## Инструкции к упражнению
1. Перепишите слово в слово отрывок о смерти Ивана Ильича от «Так что же: вся» до «совсем пришел конец.».
2. Продолжите отрывок о смерти Ивана Ильича, начав сразу после его последнего предложения.

## Отрывок текста
◆ ◆ ◆ ◆ ◆
Иван Ильич услышал голос своей души, голос Бога своего, Сына человеческого, своей высшей души, которая вступила в диалог с его животной личностью.

"– Чего тебе нужно? – было первое ясное, могущее быть выражено словами понятие, которое он услышал. – Что тебе нужно? Чего тебе нужно? – повторил он себе. – Чего? – Не страдать. Жить, – ответил он.

И опять он весь предался вниманию, такому напряженному, что даже боль не развлекала его.

– Жить? Как жить? – спросил голос души.

– Да, жить, как я жил прежде: хорошо, приятно.

– Как ты жил прежде, хорошо и приятно? – спросил голос. И он стал перебирать в воображении лучшие минуты своей приятной жизни. Но – странное дело – все эти лучшие минуты своей приятной жизни казались теперь совсем не тем, чем казались они тогда".

Так что же: вся жизнь – бессмыслица? Тут что-то не так:

"Если точно она так бессмысленна и гадка была, так зачем же умирать и умирать страдая?" И Толстой дает ему верный ответ:

"Может быть, я жил не так как должно?" приходило ему в голову. "Но как же не так, когда я делал все, как следует?" говорил он себе и тотчас же отгонял от себя это единственное разрешение всей загадки жизни и смерти как что-то совершенно невозможное".

За три дня до смерти Иван Ильич понял, что совсем пришел конец.

«Все три дня, в продолжение которых для него не было времени, он барахтался в черном мешке, в который просовывала его невидимая непреодолимая сила. Он бился, как бьется в руках палача приговоренный к смерти, зная, что он не может спастись; и с каждой минутой он чувствовал, что, не смотря на все усилия борьбы, он ближе и ближе становился к тому, что ужасало его. Он чувствовал, что мучение его и в том, что он всовывается в эту черную дыру, и еще более в том, что не может пролезть в нее. Пролезть же ему мешало признание того, что жизнь его была хорошая. Это-то оправдание своей жизни цепляло и не пускало его вперед и больше всего мучило его».

Но какая-то невидимая сила заставила его хоть в последнюю минуту сделать работу жизни, признать то, что он не желал признавать – что «все то, чем ты жил и живешь, есть ложь, обман, скрывающий от тебя жизнь и смерть». За час до смерти он все-таки признал это, и «там, в конце дыры, засветилось что-то. С ним сделалось то, что бывало с ним в вагоне железной дороги, когда думаешь, что едешь вперед, а едешь назад, и вдруг узнаешь настоящее направление".
◆ ◆ ◆ ◆ ◆
## Строки данных

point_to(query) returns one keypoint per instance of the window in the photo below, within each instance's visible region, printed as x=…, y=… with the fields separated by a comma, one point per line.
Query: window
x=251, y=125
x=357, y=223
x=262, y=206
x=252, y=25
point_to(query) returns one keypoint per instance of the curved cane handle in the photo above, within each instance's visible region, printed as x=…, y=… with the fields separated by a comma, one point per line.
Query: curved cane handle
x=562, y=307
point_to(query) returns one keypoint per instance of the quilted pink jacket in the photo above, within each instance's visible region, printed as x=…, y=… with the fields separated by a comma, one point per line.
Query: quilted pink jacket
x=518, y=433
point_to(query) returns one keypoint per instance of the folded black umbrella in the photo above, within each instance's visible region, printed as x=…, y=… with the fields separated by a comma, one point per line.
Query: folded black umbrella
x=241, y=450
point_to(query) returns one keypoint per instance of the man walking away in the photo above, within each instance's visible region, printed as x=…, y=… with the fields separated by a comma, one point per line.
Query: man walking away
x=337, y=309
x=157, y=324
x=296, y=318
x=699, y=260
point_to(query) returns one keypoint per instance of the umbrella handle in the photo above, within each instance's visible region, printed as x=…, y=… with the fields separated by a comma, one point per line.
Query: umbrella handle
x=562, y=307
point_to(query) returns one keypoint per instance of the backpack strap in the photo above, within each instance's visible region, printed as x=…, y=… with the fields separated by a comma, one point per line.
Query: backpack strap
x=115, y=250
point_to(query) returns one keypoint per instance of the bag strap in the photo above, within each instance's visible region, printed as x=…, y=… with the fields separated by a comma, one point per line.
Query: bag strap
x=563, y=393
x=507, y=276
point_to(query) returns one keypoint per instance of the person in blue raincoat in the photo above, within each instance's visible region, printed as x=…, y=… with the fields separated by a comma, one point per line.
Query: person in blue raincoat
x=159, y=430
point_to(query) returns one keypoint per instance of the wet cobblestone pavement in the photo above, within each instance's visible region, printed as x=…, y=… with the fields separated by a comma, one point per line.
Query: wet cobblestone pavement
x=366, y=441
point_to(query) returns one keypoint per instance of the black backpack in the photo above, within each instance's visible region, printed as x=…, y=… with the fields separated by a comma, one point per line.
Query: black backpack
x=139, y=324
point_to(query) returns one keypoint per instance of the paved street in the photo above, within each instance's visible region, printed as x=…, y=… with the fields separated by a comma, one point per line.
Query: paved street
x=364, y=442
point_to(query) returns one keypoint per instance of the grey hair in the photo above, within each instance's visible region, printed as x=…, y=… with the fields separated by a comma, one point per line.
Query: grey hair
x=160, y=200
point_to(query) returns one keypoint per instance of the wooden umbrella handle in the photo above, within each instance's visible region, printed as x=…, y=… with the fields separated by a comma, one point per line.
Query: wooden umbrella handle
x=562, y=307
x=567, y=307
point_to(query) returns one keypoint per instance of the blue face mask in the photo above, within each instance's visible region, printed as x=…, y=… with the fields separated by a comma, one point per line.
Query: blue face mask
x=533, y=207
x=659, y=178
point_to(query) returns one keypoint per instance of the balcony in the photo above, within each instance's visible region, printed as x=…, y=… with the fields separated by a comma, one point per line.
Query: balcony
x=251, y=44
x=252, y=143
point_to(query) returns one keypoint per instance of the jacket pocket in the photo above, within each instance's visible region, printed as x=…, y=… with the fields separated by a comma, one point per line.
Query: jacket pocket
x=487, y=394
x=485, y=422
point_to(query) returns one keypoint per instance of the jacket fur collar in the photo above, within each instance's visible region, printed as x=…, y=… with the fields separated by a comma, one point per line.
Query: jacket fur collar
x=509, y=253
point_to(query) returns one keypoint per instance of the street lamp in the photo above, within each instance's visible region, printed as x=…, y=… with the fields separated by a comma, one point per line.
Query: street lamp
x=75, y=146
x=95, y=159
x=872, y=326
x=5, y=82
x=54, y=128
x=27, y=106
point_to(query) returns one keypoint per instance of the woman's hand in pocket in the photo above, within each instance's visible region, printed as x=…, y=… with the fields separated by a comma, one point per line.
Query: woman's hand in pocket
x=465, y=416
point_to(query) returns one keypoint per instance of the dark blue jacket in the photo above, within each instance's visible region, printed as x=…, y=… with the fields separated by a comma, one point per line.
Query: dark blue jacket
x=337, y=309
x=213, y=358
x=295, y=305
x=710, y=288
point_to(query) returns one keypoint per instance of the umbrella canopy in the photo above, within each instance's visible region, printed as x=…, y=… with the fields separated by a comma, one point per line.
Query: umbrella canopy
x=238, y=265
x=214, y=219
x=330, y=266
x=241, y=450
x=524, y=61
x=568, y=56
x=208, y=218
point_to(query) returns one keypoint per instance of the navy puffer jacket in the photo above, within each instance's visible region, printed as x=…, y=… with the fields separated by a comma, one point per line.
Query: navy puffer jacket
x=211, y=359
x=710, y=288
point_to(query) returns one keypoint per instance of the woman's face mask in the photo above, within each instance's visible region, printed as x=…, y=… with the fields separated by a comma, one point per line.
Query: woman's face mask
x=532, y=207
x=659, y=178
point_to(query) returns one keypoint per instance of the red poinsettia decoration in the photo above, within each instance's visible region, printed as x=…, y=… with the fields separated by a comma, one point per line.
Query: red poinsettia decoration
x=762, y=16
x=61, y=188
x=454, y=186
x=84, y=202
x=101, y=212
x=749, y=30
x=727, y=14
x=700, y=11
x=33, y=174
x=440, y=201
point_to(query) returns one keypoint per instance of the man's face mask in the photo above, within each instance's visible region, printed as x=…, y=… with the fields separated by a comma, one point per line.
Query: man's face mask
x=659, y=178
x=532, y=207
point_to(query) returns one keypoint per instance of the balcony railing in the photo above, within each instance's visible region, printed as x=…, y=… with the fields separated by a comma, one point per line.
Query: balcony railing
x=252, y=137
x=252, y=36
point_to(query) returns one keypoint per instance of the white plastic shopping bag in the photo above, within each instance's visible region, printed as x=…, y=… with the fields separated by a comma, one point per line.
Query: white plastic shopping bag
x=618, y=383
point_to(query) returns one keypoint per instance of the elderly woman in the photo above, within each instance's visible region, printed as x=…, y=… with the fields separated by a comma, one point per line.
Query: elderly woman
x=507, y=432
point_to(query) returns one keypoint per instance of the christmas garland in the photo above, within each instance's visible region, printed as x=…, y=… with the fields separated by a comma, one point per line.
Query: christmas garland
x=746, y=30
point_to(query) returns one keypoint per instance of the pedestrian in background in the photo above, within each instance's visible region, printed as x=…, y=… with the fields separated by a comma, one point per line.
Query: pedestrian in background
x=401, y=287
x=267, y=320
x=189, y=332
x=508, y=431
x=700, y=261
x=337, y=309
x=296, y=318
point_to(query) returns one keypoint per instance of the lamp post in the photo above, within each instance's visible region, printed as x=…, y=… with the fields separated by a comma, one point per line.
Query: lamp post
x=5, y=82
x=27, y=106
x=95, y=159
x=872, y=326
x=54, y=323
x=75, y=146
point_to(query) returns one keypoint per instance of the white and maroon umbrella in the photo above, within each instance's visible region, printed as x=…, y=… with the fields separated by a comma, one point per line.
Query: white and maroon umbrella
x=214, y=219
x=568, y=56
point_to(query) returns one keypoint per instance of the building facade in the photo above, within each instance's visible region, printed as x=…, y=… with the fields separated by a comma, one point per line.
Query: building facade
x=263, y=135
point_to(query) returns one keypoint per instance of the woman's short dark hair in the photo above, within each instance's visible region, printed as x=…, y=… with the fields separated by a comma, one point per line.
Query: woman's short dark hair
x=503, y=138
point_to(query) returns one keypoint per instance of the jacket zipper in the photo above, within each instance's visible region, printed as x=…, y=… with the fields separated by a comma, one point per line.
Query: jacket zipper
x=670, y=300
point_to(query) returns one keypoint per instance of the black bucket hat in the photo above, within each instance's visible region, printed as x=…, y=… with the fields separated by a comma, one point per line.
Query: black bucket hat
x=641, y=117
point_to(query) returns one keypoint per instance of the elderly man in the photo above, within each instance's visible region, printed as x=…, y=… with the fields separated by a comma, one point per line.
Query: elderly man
◆ ◆ ◆ ◆ ◆
## Результаты по порядку
1.
Так что же: вся жизнь – бессмыслица? Тут что-то не так:

"Если точно она так бессмысленна и гадка была, так зачем же умирать и умирать страдая?" И Толстой дает ему верный ответ:

"Может быть, я жил не так как должно?" приходило ему в голову. "Но как же не так, когда я делал все, как следует?" говорил он себе и тотчас же отгонял от себя это единственное разрешение всей загадки жизни и смерти как что-то совершенно невозможное".

За три дня до смерти Иван Ильич понял, что совсем пришел конец.

2.
На последних страницах рассказа Толстой постоянно подчеркивает необходимость отречения от себя в прожитой жизни, самоотречение от того, чем и как всю жизнь жила животная личность, признание того, что вся прошлая жизнь – неистинная, смертная жизнь – "не то". Если такое отречение от жизни животной личности происходит свободно, то это означает перенос ударения сознания жизни на высшую душу, восстановление единого во всех людях Сына человеческого.

Иван Ильич увидел свет, признал, что вся жизнь его была "не то", и понял, "что это можно еще поправить". Пришедший на работу последним в евангельской притче получил ту же плату, что и работники, которые много работали прежде него. Можно, оказывается, во весь земной срок жизни так и не прийти на работу Бога, прийти хотя бы в последний момент земной жизни – и спастись.

«Да, все было не то, – сказал он сам себе, – но это ничего. Можно, можно сделать «то». Что же «то»? спросил он себя и вдруг затих».

"Кто не живет на корне, тот отрезается и погибает"(24.732) – сказано в «Евангелии от Толстого». Не уничтожается только то, что приносит плод.

Евангелист Лука рассказывает, что в то время, как один из распятых вместе с Иисусом разбойников злословил его, другой разбойник пытался урезонить своего товарища и сказал: «помяни меня, Господи, когда придешь в Царствие Твое». На что Иисус ответил: «Истинно говорю тебе, ныне же будешь со Мною в Раю» (Лк., 23.42—43). Последние слова Толстой перевел: «и сейчас же ты со мной блажен» (24, 39). По Луке, разбойник спасся тем, что покаялся в последнюю минуту и, главное, уверовал на кресте во Христа Бога; по Толстому, разбойник получил жизнь и благо оттого, что раскаялся в своей прежней жизни в предсмертную минуту и, главное, пожалел человека Иисуса, что для него, безжалостного, было громадным нравственным скачком.

«Разбойник сжалился над Иисусом, и это чувство жалости было проявлением жизни. И Иисус говорит ему: ты жив»(24,781).

За час до смерти Иван Ильич сделал "то" – как раз то, что, по Толстому, сделал разбойник на кресте. Тут в тексте Толстого нельзя пропустить ни строчки.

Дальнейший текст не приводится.